— BEGIN —
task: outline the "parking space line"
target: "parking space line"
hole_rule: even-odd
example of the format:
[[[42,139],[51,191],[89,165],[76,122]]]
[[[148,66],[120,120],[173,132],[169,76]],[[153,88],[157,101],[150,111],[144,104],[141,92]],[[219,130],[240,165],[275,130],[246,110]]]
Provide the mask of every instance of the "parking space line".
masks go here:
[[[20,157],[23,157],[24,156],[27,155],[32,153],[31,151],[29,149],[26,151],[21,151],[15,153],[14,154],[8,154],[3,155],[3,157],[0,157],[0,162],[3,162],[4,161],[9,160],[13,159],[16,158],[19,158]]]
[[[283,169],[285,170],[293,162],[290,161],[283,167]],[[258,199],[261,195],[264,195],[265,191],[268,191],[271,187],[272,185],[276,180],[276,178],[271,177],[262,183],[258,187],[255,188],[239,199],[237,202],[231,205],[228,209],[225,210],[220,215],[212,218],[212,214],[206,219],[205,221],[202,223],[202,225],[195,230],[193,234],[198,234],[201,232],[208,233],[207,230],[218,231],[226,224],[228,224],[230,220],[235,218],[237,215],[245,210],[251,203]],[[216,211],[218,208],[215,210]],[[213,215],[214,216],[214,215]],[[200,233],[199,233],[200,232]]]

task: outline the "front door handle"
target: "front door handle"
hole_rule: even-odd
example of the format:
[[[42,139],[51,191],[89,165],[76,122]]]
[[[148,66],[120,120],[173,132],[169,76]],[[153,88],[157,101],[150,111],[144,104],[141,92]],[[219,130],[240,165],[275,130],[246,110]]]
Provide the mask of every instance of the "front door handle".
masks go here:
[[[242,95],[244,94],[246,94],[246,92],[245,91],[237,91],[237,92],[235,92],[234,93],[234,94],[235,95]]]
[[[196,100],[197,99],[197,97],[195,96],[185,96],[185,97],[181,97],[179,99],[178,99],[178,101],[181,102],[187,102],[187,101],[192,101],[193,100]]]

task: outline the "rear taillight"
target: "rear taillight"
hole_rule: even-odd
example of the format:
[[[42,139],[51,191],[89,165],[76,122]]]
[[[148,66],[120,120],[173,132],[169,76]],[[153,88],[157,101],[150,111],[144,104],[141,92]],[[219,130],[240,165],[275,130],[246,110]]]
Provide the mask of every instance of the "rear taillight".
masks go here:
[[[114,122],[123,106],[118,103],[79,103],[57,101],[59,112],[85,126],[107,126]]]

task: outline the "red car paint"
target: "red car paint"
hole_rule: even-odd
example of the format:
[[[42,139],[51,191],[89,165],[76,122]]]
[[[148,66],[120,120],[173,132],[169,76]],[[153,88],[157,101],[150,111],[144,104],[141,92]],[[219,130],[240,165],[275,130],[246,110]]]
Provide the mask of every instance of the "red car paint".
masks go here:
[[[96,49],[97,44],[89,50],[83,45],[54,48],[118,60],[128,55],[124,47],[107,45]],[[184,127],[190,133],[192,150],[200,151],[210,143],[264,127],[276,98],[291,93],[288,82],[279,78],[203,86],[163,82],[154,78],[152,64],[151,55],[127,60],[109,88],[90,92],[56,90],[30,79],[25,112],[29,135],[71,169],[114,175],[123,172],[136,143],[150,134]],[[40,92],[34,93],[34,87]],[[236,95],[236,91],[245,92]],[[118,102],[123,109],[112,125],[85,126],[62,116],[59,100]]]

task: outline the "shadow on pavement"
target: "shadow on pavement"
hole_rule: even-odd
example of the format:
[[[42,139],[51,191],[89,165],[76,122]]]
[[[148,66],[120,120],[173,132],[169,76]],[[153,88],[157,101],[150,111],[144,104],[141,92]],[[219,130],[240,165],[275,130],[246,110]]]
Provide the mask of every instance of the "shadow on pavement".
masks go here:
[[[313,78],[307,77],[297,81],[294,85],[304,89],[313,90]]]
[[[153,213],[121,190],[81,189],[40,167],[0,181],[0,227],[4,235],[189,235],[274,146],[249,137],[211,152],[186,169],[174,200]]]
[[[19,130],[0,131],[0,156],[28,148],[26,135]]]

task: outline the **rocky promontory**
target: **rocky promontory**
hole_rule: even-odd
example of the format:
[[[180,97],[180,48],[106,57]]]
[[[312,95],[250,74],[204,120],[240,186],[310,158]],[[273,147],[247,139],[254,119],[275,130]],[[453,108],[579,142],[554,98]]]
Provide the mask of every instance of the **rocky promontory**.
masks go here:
— END —
Put the listing above into a numbered list, one line per item, and leave out the blank lines.

1. task: outline the "parking space line"
2. target: "parking space line"
3. hole_rule: even-odd
4. example of the format:
5. [[[42,139],[51,191],[89,165],[76,122]]]
6. [[[148,66],[120,120],[173,132],[169,76]],[[153,88],[157,101],[150,111],[144,104],[141,92]],[[219,130],[240,165],[275,130],[246,110]]]
7. Provide the mask of every instance of the "parking space line".
8. masks go here:
9. [[[20,157],[23,157],[24,156],[27,155],[32,153],[31,151],[29,149],[26,151],[21,151],[15,153],[14,154],[8,154],[3,155],[3,157],[0,157],[0,162],[3,162],[4,161],[9,160],[13,159],[16,158],[19,158]]]
10. [[[283,169],[285,170],[293,162],[290,161],[283,167]],[[258,199],[261,195],[264,195],[265,191],[268,191],[271,187],[272,185],[276,180],[276,178],[271,177],[262,183],[258,187],[255,188],[239,199],[237,202],[231,205],[228,209],[225,210],[220,215],[212,218],[212,214],[206,219],[205,221],[202,223],[202,225],[195,230],[193,234],[198,234],[201,232],[208,233],[207,230],[218,231],[226,224],[228,224],[230,220],[235,218],[237,215],[245,210],[251,203]],[[216,211],[218,208],[215,210]],[[213,215],[214,216],[214,215]],[[200,233],[199,233],[200,232]]]
11. task: outline the "front door handle"
12. target: "front door handle"
13. hole_rule: even-odd
14. example of the format:
15. [[[42,139],[51,191],[89,165],[76,122]]]
16. [[[148,66],[120,120],[173,132],[169,76]],[[153,88],[157,101],[150,111],[144,104],[141,92]],[[219,130],[240,165],[275,130],[246,110]]]
17. Provide the mask of every instance of the "front door handle".
18. masks go here:
19. [[[242,95],[244,94],[246,94],[246,92],[245,91],[237,91],[237,92],[235,92],[234,93],[234,94],[235,95]]]
20. [[[196,100],[197,99],[197,97],[195,96],[185,96],[185,97],[181,97],[179,99],[178,99],[178,101],[181,102],[187,102],[187,101],[192,101],[193,100]]]
21. task: outline the "rear taillight"
22. target: "rear taillight"
23. hole_rule: even-odd
24. example of the format:
25. [[[42,139],[51,191],[89,165],[76,122]]]
26. [[[148,66],[120,120],[173,132],[169,76]],[[153,88],[157,101],[150,111],[144,104],[141,92]],[[219,130],[240,165],[275,130],[246,110]]]
27. Provide the mask of every instance of the "rear taillight".
28. masks go here:
29. [[[114,122],[123,106],[118,103],[79,103],[57,101],[59,112],[85,126],[107,126]]]
30. task: outline the "red car paint"
31. target: "red car paint"
32. hole_rule: even-odd
33. example of the format:
34. [[[42,139],[51,191],[89,165],[76,122]]]
35. [[[148,66],[120,120],[173,132],[169,76]],[[153,88],[157,101],[150,111],[144,104],[141,92]],[[219,130],[240,165],[275,130],[246,110]]]
36. Provide the mask of every instance of the "red car paint".
37. masks go here:
38. [[[96,49],[97,44],[89,50],[83,45],[54,48],[118,60],[128,55],[124,47],[107,45]],[[184,127],[190,133],[192,150],[200,151],[210,143],[264,127],[276,98],[291,93],[288,82],[279,78],[203,86],[163,82],[154,78],[152,64],[151,55],[127,60],[109,88],[90,92],[56,90],[30,79],[25,112],[29,135],[71,169],[114,175],[123,172],[136,143],[150,134]],[[40,92],[34,93],[34,87]],[[236,95],[236,91],[245,92]],[[118,102],[123,109],[112,125],[85,126],[62,116],[59,100]]]
39. task: outline the "shadow on pavement"
40. target: "shadow on pavement"
41. hole_rule: even-odd
42. example of the format:
43. [[[42,139],[51,191],[89,165],[76,122]]]
44. [[[148,66],[120,120],[173,132],[169,76]],[[153,88],[157,101],[150,111],[144,104],[141,92]],[[219,130],[240,165],[275,130],[246,110]]]
45. Provide the mask of every instance of the "shadow on pavement".
46. masks go here:
47. [[[313,78],[307,77],[297,81],[294,85],[304,89],[313,90]]]
48. [[[153,213],[121,190],[81,189],[40,167],[0,181],[0,227],[4,235],[189,235],[274,146],[249,137],[211,152],[186,169],[174,200]]]
49. [[[19,130],[0,131],[0,156],[28,148],[26,135]]]
50. task: outline the **rocky promontory**
51. target: **rocky promontory**
52. hole_rule: even-odd
53. example of the format:
54. [[[180,97],[180,48],[106,57]]]
55. [[[312,95],[250,74],[204,120],[240,186],[310,158]],[[273,147],[247,139],[254,119],[275,130]],[[453,108],[579,142],[554,98]]]
56. Provide the mask of every instance of the **rocky promontory**.
57. masks go here:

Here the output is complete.